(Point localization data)
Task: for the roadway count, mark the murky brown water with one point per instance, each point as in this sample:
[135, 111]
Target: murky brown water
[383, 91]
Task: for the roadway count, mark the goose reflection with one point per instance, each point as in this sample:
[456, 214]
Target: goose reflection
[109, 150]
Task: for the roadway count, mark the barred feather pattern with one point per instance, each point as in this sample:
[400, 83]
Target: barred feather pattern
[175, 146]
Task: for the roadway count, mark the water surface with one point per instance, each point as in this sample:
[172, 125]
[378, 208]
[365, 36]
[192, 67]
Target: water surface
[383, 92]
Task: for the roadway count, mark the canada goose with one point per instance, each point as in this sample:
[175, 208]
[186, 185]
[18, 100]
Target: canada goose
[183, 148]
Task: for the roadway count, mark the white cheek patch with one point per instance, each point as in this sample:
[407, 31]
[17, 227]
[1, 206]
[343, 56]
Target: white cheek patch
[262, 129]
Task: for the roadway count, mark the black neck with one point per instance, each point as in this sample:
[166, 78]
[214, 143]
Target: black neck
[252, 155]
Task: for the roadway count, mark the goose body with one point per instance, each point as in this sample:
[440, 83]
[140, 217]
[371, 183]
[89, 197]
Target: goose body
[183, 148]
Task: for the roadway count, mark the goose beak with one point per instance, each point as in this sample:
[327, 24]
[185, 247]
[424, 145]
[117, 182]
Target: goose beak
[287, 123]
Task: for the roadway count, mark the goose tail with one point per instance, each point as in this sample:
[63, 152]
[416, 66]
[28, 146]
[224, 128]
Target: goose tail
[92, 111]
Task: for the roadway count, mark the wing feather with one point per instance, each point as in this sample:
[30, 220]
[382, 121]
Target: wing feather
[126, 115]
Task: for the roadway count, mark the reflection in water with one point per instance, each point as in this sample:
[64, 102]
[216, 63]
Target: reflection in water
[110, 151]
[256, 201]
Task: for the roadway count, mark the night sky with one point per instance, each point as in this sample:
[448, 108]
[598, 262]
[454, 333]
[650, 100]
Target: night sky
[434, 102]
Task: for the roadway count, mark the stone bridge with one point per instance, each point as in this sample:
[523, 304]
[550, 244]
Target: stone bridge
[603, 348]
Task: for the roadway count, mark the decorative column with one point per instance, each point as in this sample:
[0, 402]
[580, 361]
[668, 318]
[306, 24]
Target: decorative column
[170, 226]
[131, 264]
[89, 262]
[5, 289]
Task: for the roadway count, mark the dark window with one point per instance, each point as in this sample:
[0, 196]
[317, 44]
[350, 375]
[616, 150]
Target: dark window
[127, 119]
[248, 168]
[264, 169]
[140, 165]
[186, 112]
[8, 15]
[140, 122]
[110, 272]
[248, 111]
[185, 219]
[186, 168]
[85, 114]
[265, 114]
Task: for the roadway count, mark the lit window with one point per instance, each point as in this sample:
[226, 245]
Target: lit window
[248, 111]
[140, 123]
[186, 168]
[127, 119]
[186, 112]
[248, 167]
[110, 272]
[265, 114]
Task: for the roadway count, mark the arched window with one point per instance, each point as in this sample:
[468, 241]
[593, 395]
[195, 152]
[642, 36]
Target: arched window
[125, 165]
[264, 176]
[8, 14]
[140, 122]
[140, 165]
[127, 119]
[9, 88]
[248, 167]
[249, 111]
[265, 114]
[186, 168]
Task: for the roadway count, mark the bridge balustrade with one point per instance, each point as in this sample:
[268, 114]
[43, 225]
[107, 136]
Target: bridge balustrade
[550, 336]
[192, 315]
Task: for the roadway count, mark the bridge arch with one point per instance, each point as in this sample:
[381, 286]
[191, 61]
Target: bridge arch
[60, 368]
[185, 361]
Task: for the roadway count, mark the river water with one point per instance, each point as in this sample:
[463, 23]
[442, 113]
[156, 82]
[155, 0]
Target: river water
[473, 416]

Problem requirements
All the lines above need to be retyped exactly, with nothing left out.

Exercise response
Task: for the roadway count, mark the murky brown water with one point per instance, each point as in this sample:
[135, 111]
Target: murky brown water
[383, 91]
Task: for the roadway count, mark the goose reflection with one point per instance, each point as in this sample:
[456, 214]
Target: goose reflection
[109, 150]
Task: for the roadway count, mark the barred feather pattern with one point per instance, each point as in this sample:
[400, 83]
Target: barred feather pattern
[175, 146]
Task: for the roadway count, mark the water surface with one point per instance, each point as in this sample:
[172, 125]
[378, 208]
[365, 36]
[192, 67]
Target: water surface
[383, 92]
Task: for the roadway count, mark the canada goose with one point per instance, each point as in this sample:
[175, 208]
[186, 185]
[18, 100]
Target: canada goose
[183, 148]
Task: for the roadway count, mark the white cheek patch with one point per instance, each point as in this sample:
[407, 31]
[17, 227]
[1, 206]
[343, 56]
Target: white cheek patch
[262, 129]
Task: for the roadway count, mark the black neck with one point per instance, each point as in this sample:
[166, 78]
[214, 143]
Target: black neck
[252, 155]
Task: for the roadway count, mark the goose body with one point per instance, each point as in this sample:
[440, 83]
[140, 217]
[371, 183]
[89, 197]
Target: goose body
[183, 148]
Task: for the roadway count, mark the goose beak with one point per instance, each point as in this sample:
[327, 24]
[185, 247]
[424, 145]
[117, 182]
Target: goose beak
[287, 123]
Task: for the roadway count, mark the goose tail with one point per instance, each point as in this sample:
[63, 152]
[416, 66]
[28, 146]
[224, 128]
Target: goose tail
[92, 111]
Task: for the roadway count, mark the wing feather with one point per instance, each point as in this sample:
[30, 220]
[382, 121]
Target: wing feather
[126, 115]
Task: for the roadway count, mark the reflection in water with one point per instance, each point as in this sample:
[64, 102]
[216, 63]
Target: reflection in water
[110, 151]
[256, 201]
Task: for the roadway count, mark the night sky with one point per instance, each point as in this sample:
[448, 108]
[598, 262]
[454, 333]
[650, 100]
Target: night sky
[434, 102]
Task: for the roadway count, mark the stone bridge with one point per instance, each point as in this sample:
[523, 304]
[550, 244]
Target: stone bridge
[603, 348]
Task: for the roadway count, mark the decorative column with one point per instance, each point as in this sample:
[0, 402]
[580, 361]
[668, 318]
[306, 24]
Target: decorative column
[170, 226]
[131, 264]
[89, 262]
[5, 289]
Task: for the roadway count, mark the dark window with one point per instance, each point as in this sample:
[0, 196]
[317, 44]
[350, 375]
[616, 150]
Target: dark window
[127, 119]
[248, 168]
[264, 169]
[140, 165]
[186, 112]
[8, 15]
[140, 122]
[110, 272]
[248, 111]
[185, 219]
[186, 168]
[85, 114]
[265, 114]
Task: for the roadway count, mark the lit window with one point per instance, each point as in this sample:
[226, 245]
Target: lit window
[248, 111]
[140, 123]
[186, 168]
[127, 119]
[186, 112]
[248, 167]
[110, 272]
[265, 114]
Task: for the roadway count, mark the arched window with one point per instance, each point as in this sample:
[468, 241]
[593, 395]
[195, 152]
[642, 36]
Target: arched window
[125, 165]
[264, 176]
[8, 14]
[140, 122]
[140, 165]
[127, 119]
[9, 88]
[248, 167]
[249, 111]
[265, 114]
[186, 168]
Task: for the roadway count, mark the bridge balustrade with one point per instance, each point as in this sample:
[268, 114]
[43, 225]
[107, 136]
Target: bridge balustrade
[550, 336]
[192, 315]
Task: for the roadway count, mark the bridge arch with one point per instance, each point as in this sample:
[381, 286]
[191, 61]
Target: bridge arch
[60, 368]
[185, 361]
Task: for the roadway count, mark the river water with one point per instance, each point as in this sample:
[463, 23]
[442, 113]
[156, 82]
[155, 0]
Target: river water
[473, 416]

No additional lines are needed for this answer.